* [Your task] In the following listing, find the lines containing "microphone" and report them.

* [Data for analysis]

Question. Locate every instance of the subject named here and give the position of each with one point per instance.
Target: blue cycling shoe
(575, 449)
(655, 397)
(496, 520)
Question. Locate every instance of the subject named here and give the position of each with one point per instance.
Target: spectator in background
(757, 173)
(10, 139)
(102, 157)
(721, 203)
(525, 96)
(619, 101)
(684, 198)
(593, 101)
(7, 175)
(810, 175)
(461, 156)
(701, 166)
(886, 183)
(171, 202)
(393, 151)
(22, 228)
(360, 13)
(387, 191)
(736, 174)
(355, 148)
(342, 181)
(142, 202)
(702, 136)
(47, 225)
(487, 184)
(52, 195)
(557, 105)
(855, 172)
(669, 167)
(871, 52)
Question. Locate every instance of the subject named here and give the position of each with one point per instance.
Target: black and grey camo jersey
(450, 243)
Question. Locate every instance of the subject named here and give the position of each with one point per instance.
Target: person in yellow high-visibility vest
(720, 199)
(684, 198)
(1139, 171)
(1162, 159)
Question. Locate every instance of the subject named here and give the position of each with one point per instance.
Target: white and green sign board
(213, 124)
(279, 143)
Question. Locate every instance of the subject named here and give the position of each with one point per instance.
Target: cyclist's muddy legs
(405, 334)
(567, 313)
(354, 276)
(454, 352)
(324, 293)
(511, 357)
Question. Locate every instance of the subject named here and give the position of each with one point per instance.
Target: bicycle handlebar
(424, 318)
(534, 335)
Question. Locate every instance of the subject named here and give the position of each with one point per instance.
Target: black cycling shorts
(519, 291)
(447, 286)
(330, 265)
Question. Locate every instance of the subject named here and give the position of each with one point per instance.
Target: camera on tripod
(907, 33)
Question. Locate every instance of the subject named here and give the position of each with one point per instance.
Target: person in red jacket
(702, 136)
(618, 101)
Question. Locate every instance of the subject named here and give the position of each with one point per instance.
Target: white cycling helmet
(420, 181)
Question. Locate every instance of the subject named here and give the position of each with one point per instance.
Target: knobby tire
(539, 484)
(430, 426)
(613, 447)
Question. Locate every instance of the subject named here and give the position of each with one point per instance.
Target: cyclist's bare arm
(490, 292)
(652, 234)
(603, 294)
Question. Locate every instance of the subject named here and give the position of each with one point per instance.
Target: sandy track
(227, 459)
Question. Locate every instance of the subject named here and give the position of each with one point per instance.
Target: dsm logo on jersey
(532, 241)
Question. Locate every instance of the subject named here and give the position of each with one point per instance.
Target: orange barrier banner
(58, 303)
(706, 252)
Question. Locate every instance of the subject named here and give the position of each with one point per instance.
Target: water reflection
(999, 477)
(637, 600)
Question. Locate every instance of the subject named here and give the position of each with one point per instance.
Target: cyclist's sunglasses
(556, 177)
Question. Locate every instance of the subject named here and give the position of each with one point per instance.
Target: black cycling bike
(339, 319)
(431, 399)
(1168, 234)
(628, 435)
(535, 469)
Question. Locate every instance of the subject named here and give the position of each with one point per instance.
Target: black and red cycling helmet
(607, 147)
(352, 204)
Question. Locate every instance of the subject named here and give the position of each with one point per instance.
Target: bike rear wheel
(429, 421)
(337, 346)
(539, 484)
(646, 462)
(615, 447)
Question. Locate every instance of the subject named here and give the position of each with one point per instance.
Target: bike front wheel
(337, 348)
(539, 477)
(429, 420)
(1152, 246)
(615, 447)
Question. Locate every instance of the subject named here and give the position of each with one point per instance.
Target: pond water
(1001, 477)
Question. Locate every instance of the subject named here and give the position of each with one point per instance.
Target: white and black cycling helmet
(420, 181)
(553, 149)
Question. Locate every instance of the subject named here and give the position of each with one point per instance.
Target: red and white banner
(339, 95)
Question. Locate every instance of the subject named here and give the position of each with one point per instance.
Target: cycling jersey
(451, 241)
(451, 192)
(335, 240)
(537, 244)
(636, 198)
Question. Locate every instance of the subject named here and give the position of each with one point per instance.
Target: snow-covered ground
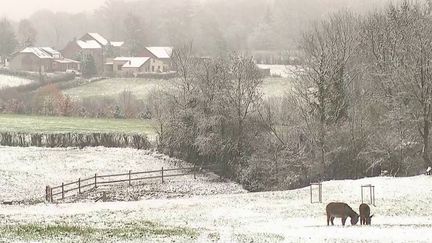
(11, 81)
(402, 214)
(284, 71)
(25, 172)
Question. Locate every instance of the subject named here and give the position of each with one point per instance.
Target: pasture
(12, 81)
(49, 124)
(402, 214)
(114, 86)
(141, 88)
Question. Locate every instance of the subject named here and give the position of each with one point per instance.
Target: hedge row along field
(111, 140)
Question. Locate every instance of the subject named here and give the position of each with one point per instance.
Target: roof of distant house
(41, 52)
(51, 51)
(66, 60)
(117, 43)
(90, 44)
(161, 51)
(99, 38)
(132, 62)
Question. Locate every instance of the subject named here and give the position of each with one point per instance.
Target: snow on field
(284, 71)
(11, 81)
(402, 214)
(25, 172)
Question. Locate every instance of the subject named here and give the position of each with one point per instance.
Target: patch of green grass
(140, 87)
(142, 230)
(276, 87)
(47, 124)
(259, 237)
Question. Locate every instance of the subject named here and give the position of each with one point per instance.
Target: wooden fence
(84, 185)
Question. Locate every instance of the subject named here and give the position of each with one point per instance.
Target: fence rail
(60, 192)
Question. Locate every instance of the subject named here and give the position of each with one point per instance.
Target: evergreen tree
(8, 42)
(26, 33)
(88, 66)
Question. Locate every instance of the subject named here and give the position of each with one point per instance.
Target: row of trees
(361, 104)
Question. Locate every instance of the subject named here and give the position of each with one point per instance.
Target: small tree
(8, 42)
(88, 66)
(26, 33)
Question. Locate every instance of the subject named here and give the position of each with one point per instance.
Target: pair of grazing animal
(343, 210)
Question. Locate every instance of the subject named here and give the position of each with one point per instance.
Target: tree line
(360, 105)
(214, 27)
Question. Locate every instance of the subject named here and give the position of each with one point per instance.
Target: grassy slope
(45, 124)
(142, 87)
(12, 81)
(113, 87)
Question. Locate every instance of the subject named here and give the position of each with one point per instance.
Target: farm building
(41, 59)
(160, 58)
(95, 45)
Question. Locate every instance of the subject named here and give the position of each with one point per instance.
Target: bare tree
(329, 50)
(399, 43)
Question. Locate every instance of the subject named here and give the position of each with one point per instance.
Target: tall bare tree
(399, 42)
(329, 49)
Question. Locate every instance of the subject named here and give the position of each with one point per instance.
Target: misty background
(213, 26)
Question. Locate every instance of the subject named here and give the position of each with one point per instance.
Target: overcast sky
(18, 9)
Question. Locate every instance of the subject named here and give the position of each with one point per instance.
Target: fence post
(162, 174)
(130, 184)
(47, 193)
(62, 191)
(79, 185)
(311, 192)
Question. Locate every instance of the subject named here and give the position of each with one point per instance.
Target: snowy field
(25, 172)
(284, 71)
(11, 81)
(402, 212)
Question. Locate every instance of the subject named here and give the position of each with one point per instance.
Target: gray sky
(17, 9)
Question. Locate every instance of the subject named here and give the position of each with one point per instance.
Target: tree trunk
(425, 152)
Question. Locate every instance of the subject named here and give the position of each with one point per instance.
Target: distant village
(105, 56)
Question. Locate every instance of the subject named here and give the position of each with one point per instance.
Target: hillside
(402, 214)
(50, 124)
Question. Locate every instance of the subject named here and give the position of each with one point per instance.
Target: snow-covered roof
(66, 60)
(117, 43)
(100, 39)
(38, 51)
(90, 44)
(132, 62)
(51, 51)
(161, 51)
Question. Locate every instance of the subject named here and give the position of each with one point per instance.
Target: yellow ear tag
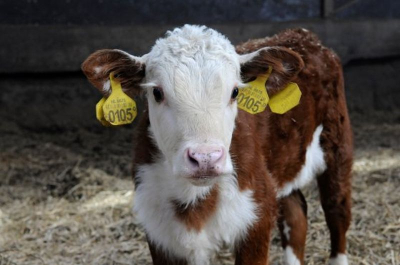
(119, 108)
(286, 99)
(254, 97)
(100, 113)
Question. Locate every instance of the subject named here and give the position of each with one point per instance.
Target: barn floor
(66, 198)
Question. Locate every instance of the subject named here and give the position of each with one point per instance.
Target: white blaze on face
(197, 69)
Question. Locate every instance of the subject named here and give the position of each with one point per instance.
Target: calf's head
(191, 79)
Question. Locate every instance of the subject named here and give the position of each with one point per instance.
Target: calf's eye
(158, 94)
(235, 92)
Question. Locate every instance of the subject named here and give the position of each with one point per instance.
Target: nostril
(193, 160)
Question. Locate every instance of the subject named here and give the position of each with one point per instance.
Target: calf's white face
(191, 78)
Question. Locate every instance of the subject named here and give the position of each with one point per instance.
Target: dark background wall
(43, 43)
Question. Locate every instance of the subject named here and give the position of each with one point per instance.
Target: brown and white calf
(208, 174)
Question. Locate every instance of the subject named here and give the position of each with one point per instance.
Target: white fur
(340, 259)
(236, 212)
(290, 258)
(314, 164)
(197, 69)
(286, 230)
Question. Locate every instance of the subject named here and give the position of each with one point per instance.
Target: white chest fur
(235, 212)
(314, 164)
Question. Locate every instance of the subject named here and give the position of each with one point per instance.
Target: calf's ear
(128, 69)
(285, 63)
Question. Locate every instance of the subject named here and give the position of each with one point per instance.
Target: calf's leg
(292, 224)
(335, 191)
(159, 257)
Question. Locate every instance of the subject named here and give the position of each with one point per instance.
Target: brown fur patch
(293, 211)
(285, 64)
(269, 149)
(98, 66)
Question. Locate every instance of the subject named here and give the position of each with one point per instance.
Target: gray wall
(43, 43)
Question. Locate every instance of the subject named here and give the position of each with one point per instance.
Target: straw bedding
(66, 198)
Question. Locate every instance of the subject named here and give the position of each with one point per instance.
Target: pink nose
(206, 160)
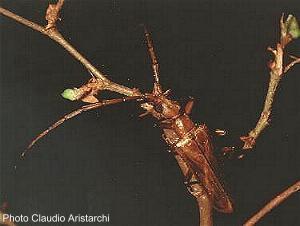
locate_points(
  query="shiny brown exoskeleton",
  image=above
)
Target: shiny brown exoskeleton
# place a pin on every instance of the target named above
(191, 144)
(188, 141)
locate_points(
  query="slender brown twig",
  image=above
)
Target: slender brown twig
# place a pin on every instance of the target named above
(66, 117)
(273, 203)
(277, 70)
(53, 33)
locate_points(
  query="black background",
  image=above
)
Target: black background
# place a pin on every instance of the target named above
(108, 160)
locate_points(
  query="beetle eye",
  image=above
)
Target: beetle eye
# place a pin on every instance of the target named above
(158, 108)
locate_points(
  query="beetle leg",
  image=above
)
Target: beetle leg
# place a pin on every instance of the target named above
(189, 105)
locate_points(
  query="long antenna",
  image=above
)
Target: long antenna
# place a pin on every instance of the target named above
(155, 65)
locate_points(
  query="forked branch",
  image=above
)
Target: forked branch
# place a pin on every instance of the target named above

...

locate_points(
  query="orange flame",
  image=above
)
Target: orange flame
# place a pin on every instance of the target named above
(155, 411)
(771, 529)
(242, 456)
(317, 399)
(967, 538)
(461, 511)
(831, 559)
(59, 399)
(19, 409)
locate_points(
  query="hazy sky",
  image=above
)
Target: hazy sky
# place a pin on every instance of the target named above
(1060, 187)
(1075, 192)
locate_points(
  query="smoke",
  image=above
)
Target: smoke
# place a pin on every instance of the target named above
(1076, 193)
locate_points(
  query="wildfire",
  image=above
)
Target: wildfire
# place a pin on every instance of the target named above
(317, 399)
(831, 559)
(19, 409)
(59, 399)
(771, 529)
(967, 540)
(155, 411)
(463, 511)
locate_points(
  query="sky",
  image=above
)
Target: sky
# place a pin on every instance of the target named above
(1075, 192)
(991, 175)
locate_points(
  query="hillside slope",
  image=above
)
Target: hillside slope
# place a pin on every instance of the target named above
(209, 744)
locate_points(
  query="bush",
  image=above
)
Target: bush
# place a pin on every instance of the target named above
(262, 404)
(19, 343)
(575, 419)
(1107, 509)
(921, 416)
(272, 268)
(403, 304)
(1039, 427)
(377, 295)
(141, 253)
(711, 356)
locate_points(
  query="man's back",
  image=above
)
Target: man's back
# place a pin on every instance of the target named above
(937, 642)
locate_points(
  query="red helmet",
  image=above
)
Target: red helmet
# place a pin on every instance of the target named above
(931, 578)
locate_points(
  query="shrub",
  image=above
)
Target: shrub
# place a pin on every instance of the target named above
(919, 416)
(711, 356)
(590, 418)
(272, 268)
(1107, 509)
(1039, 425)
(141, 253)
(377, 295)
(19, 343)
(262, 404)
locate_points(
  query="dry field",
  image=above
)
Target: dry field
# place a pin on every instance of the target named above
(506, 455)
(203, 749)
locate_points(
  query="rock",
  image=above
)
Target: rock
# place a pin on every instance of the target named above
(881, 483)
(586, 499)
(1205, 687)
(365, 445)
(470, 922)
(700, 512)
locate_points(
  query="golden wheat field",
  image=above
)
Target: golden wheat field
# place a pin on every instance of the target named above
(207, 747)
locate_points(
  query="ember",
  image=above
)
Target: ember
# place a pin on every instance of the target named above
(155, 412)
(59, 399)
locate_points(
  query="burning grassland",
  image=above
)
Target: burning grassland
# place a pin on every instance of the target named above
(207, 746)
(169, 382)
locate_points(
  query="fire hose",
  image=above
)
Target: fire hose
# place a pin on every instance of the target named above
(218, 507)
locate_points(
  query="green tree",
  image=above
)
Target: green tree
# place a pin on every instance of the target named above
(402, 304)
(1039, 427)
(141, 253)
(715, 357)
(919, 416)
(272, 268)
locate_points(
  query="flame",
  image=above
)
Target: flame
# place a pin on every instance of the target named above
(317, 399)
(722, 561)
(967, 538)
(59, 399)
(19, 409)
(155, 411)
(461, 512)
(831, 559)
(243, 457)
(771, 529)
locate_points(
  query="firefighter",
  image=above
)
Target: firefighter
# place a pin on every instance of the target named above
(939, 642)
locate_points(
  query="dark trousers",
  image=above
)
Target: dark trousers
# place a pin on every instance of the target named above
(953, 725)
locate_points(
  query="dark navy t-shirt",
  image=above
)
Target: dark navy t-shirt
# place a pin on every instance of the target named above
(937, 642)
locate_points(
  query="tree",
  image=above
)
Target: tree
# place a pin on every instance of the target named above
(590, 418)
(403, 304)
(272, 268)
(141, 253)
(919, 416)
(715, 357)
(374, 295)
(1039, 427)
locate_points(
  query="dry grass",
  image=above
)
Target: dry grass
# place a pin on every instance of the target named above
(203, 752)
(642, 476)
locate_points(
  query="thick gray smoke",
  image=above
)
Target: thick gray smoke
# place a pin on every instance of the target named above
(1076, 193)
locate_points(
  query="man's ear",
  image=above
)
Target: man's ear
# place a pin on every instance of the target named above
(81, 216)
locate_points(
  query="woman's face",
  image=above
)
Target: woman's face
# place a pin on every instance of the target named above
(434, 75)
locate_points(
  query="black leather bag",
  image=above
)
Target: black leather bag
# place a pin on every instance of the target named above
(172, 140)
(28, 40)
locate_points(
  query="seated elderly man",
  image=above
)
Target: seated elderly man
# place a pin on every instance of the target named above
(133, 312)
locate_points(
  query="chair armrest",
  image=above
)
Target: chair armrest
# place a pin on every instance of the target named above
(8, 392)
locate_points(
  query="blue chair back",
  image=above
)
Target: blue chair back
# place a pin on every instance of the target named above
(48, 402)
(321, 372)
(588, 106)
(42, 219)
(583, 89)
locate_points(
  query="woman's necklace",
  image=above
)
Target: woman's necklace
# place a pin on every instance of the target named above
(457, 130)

* * *

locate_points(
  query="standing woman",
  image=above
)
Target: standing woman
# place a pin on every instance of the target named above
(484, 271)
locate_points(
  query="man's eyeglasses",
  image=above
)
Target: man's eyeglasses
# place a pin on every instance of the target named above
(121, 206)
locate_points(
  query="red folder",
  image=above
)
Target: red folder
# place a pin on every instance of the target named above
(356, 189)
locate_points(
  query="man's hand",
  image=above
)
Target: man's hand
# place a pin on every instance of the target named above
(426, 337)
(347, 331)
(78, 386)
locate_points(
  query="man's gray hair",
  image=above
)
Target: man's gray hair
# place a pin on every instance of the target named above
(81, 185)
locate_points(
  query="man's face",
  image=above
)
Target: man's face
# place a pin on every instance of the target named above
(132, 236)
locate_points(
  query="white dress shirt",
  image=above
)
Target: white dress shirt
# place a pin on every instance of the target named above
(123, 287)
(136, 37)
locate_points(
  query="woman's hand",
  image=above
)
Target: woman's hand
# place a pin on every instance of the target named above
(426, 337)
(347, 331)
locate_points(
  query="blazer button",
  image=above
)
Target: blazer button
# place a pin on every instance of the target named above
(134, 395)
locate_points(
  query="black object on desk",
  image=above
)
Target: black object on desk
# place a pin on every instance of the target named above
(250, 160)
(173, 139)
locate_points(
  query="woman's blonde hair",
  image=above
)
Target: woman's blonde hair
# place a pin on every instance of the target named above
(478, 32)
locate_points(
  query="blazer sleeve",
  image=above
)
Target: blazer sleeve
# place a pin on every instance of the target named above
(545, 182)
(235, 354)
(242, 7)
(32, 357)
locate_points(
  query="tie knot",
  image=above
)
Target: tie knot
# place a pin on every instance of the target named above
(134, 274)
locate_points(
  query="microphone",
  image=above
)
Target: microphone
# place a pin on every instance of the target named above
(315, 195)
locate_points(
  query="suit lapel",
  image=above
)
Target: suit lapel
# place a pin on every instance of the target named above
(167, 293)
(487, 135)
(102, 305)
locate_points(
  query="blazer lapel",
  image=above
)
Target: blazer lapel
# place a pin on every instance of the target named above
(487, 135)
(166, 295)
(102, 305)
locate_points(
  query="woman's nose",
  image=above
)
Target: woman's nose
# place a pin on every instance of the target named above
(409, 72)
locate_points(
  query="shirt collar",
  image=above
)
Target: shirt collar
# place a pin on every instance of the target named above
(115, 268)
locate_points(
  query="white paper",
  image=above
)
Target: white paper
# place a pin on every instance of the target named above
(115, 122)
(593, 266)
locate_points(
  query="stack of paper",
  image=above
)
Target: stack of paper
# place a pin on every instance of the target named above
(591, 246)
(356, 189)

* [Result of the exercise]
  query="microphone",
Target: microphone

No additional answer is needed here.